Given entries:
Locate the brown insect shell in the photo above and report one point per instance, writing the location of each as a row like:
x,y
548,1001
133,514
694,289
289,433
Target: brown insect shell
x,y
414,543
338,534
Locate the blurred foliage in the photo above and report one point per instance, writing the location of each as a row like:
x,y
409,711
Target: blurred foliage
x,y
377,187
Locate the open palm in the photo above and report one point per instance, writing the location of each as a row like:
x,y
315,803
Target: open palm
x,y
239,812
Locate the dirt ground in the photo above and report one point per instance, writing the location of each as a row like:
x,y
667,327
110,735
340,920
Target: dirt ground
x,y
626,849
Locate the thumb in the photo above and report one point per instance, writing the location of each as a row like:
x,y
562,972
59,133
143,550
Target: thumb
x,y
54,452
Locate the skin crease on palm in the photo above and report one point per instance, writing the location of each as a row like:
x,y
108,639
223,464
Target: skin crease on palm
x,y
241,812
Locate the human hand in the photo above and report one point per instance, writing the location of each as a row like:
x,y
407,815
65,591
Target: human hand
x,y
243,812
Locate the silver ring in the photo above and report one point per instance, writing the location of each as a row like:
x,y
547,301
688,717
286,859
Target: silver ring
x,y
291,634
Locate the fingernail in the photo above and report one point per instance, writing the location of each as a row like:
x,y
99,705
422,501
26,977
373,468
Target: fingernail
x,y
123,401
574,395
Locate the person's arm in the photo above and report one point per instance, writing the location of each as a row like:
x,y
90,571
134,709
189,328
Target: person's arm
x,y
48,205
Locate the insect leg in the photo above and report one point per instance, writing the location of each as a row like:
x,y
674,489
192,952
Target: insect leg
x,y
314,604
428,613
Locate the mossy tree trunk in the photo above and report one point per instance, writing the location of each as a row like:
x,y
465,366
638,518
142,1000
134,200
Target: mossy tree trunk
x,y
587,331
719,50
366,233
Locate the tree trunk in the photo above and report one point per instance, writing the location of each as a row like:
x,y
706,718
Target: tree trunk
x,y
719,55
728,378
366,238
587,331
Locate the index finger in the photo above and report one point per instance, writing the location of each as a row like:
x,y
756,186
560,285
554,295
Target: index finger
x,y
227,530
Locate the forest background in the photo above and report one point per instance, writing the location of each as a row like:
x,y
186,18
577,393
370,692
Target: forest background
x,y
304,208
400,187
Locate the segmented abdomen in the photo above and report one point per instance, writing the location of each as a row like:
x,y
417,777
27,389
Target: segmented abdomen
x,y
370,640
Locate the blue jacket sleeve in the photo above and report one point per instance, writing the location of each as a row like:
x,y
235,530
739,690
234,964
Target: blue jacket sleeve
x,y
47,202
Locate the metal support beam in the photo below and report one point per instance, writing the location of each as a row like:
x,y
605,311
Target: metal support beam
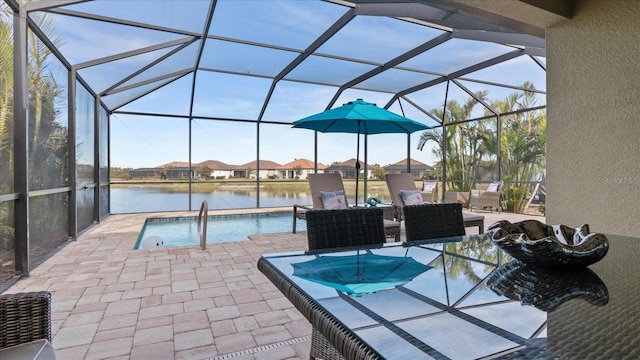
x,y
21,140
71,148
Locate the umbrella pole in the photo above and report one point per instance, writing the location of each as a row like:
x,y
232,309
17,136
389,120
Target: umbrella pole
x,y
357,162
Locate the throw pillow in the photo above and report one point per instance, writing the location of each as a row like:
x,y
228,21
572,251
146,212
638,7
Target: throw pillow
x,y
332,200
411,197
429,186
493,186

Problem details: Swap "report" for "give" in all of the items above, and write them out again with nothing else changed and the pictures left out.

Output of the exercise:
Locate the brown insect shell in the photo above and give one point per instance, writing the location of each as a row like:
x,y
548,1001
133,514
694,289
289,433
Target: brown insect shell
x,y
414,543
338,534
Locate the blurred foliage in the photo above and give one point per instance, writing the location of each as a row like:
x,y
409,711
Target: blurred foliage
x,y
377,187
Locate the open palm in the photo above and give one point per instance, writing the location of each as a row like:
x,y
315,803
Target: open palm
x,y
239,812
Locate the dirt ground in the photo above and give one point per instance, writing the location of each as a row like:
x,y
667,327
110,735
340,920
Target: dirt ground
x,y
626,849
Locate the thumb in the photo above and give one point per instance, writing the location of each as a row like:
x,y
562,972
59,133
143,550
Target: thumb
x,y
54,452
Locate the skin crease on palm in the photo above and give one point per instance, writing the location of each as a row like:
x,y
108,639
223,464
Target: skin crease on palm
x,y
241,812
Locate the human hand in the photo above and give one point per instance, writing the location of each as a row like:
x,y
407,815
65,591
Target: human hand
x,y
243,812
Locate the silver ring in the photo above and give one point per instance, writing the location of each as a row like:
x,y
547,301
688,717
286,859
Target: silver ring
x,y
291,634
Locate the fingernail in the photo above and give one point per instance, writing the location of each as a row like:
x,y
99,705
422,501
26,977
373,468
Target: fingernail
x,y
123,401
574,395
Locate the person's arm in the photo above and give one point per instance, writing the location of each as a row like:
x,y
90,571
134,709
189,328
Target: person's arm
x,y
48,205
Locate the insect leg in the photo above and give one point per instance, writing the location of each as a row like:
x,y
674,489
192,952
Target: insect leg
x,y
314,604
428,613
Locate the mossy tree trunk in the photo above and give one point per instance, writing the location of each as a row like:
x,y
465,366
638,518
142,1000
134,200
Target: mossy tree trunk
x,y
587,331
719,50
366,233
Locate the tree trunk in the photo above and give one point per instance, writing the location of each as a row like:
x,y
706,718
Target: tree trunk
x,y
719,55
728,378
366,238
587,331
Locate the index finger in the photo above and give one point per instance, writing the location of each as a row like:
x,y
756,186
560,285
554,295
Target: index finger
x,y
227,530
Locate the forest background in the photo above and give one point per instance, writing the location of each as a row like:
x,y
186,18
577,393
370,692
Target: forest background
x,y
304,208
400,187
Locate the segmented abdomen in the photo above and give one point per instance, writing the location of each as a row like:
x,y
417,777
27,389
Target: segmented abdomen
x,y
370,640
Locate the blue jacket sleeve in the photo above and give one point per instance, writing the location of each as a row like:
x,y
235,530
739,690
234,964
Target: blue jacket sleeve
x,y
47,202
Locate the metal support beam in the photo below and give one point per instance, writing the location of each as a row like:
x,y
605,311
Target: metal support beam
x,y
21,140
71,148
Locate the umbrella pole in the photo above and give one point per instance, writing the location of each as a row like:
x,y
232,309
17,136
389,120
Target: umbrella pole
x,y
357,162
Locate the throw pillow in the photo above and give one point per instance, writing the location of each as a row like:
x,y
228,21
572,251
146,212
638,7
Target: throw pillow
x,y
332,200
411,197
429,186
493,186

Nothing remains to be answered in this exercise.